ARTÍCULO
Creer sin haber visto. Creer. Creerle a
aquellos formidables testigos, a los magníficos mártires, a las desvalidas
mujeres, a los encendidos predicadores, a los santos locos, a los sabios que
propagaron como un regadero de luz la
Vida nueva, y la sembraron con limpieza de alma, aborreciendo
la oscuridad del mundo, portando una sabiduría insuperable, un evangelio
esperanzador, una Buena Noticia que vino a levantar un edificio espiritual
cobijador de pueblos y razas, elevando así la vida de los hombres, sanando las
costumbres, generando arte, alabanza, doctrina; adorando y dando Gloria a Dios,
por Jesús, el que vive, el que resucitó de entre los muertos.
¡Ha Resucitado Jesús!
¡Creemos!
Un fino velo se extiende entre este mundo y el
venidero. Un velo que se rasgará.
“Nuestros ojos contemplarán al Señor en su
belleza”, dice Isaías, el profeta.
Y el salmista canta con formidable impulso:
“Por eso se me alegra el corazón, se gozan mis entrañas, y mi carne descansa
serena. Porque no me entregarás a la muerte, ni dejarás a tu fiel conocer la
corrupción.
Me enseñarás el sendero de la vida, me
saciarás de gozo en tu presencia, de alegría perpetua a tu derecha”.
La muerte no retuvo a Jesús.
La muerte murió a manos de su amor.
Dios lo hizo. Jesús no fue entonces un mero
hombre bueno y un gran taumaturgo, sino el divino Salvador.
Lo revela su Resurrección. Lo testimonian los
apóstoles y las mujeres. Lo confirman los santos, lo celebran los cristianos de
todos los tiempos. Lo canta la
Iglesia , su Esposa, “en cuyo regazo hemos aprendido cuanto
sabemos, y hemos de aprender cuanto podamos saber”, según la sabia apreciación
de Paul Claudel.

DATOS PROPORCIONADOS
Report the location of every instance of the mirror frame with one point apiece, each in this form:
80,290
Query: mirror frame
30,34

COMPLETA LO SIGUIENTE
**1)** Responde según el texto sobre la Resurrección:
(a) ¿Qué profeta dice que nuestros ojos contemplarán al Señor en su belleza?
(b) ¿Qué se extiende entre este mundo y el venidero?
(c) ¿A quién atribuye el texto la apreciación sobre la Iglesia "en cuyo regazo hemos aprendido cuanto sabemos"?
**2)** Copia de nuevo el pasaje del texto sobre la Resurrección que comienza con las palabras "Un fino velo" y termina con "de su amor.", pero cambia "velo" por "manto".
**3)** Prolonga el texto sobre la Resurrección con el párrafo que vendría después de su última frase.

RESPUESTAS DEL EJERCICIO
**1)**
(a) Isaías.
(b) Un fino velo.
(c) A Paul Claudel.

**2)**
Un fino manto se extiende entre este mundo y el
venidero. Un manto que se rasgará.
“Nuestros ojos contemplarán al Señor en su
belleza”, dice Isaías, el profeta.
Y el salmista canta con formidable impulso:
“Por eso se me alegra el corazón, se gozan mis entrañas, y mi carne descansa
serena. Porque no me entregarás a la muerte, ni dejarás a tu fiel conocer la
corrupción.
Me enseñarás el sendero de la vida, me
saciarás de gozo en tu presencia, de alegría perpetua a tu derecha”.
La muerte no retuvo a Jesús.
La muerte murió a manos de su amor.

**3)**
Se abrió la Vida para los mortales…
Estaba cerrada la fosa. No había más que
sepulcros como horizonte. No más que la última corrupción para cada uno de
nosotros.
Cristo abrió lo que estaba sellado. Soltó los
lazos, cortó las garras, quebró las cadenas de la muerte.
Cristo resucitando abrió la Vida del Creador para las
criaturas humanas.
Creer en él es participar ya de esa Vida. No
en una mera vida alargada, sino en una Vida totalmente nueva, Vida en Dios,
Vida en la plenitud poderosa y amante de la Santísima Trinidad ,
Vida sin muerte, ni defecto, Vida en la comunión sublime con el vencedor Jesús,
Vida en su banquete de conocimiento, conversación, y gozo, repartido en una
sinfonía perfecta coronada de ángeles y santos, Vida junto a María, la dulce
Madre del Rey, la Señora
de la Misericordia.
Morir será iniciar una metamorfosis. Será
acceder a lo divino para siempre, al exceso santo, a la Gloria superadora de todo lo
que se puede pensar o imaginar.
Y Cristo lo hizo.
Por vos murió. Murió por mí. Y resucitó
queriendo darnos la Vida ,
cuya felicidad exige una preparación, una gestación, una disposición, donde la
gracia, desde ahora sea acogida, y así nos vaya constituyendo, y haciéndonos
capaces de resistir el embate del Señor, de su Juicio, de su Poder santo, de su
Sagrada presencia, de su tremenda Gloria, de su fascinante mirada, de sus ojos de
fuego, de su abrazo, que es el de aquel que nos amó primero.
Cristo rompió los límites. Todo le está sometido.
Tiempo y espacio no le afectan. Abrió el infinito y lo inmenso para los que
creen y viven en él. Para quienes aceptan su invitación a seguirlo, a cargar la
cruz, y testimoniarlo vivo hasta el final.
Saltaremos el abismo de la muerte con el soplo
de su Espíritu…
“Les mostró sus manos y su costado”, nos dice
Juan.
Y al reconocerlo, mientras recibían el saludo
de la paz, rebosaban de alegría.
Así nos muestra el Señor cómo los dolores,
fracasos, y heridas de nuestras breves existencias, serán sublimadas en la Gloria , y formarán parte de
nuestra identidad, de nuestro ser personal, único e irrepetible.
Y cómo nuestras marcas nos aumentarán la
felicidad, por haber sido compañeras de las de Cristo.
Todo dolor ahora tiene sentido. Toda herida
será luz de Vida. Todo sufrimiento vivido en Cristo será como la música de la Resurrección.
¡Felices los que creen sin haber visto!, dice
el Señor.
No necesitamos poner el dedo en sus manos, ni
la mano en su costado. ¡Creemos!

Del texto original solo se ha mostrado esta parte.